___ Data in this exercise
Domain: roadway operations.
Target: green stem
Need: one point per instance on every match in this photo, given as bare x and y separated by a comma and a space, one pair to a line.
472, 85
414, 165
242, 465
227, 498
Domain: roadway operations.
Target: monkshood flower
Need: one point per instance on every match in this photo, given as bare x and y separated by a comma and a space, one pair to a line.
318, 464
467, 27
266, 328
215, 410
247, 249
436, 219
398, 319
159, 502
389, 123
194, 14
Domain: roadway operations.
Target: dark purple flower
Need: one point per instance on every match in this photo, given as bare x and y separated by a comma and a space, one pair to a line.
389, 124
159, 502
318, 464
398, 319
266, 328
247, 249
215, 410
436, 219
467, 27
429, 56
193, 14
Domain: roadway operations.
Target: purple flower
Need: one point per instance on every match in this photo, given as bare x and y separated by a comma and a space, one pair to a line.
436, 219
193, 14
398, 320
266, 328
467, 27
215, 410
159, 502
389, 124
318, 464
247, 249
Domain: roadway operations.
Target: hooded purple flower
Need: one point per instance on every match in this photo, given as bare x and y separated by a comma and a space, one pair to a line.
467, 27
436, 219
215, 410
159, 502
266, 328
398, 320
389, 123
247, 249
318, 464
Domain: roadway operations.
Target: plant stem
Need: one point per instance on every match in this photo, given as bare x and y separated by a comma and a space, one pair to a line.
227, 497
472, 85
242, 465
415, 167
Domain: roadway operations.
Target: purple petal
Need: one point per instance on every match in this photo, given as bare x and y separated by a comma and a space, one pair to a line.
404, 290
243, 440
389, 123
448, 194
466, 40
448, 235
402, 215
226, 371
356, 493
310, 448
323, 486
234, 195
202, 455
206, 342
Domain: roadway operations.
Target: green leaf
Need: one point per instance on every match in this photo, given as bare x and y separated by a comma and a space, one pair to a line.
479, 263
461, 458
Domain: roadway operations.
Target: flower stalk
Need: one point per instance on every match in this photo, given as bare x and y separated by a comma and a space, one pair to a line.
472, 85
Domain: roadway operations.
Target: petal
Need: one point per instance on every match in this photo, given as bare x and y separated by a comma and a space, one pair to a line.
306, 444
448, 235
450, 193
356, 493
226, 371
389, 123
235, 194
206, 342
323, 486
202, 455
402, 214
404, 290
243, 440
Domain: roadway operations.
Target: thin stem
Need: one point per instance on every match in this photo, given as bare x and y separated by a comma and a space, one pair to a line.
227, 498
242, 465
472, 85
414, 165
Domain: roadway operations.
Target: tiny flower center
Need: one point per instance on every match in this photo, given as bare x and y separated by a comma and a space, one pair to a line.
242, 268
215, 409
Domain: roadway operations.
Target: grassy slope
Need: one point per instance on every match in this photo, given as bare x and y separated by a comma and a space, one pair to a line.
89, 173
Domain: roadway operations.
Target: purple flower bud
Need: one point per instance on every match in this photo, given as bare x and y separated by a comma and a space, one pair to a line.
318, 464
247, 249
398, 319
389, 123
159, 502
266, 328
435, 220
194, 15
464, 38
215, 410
______
▶ **Your instructions**: Using the listing above, find how many lines include "purple"; reply with the number and no other words.

▶ **Your response**: 5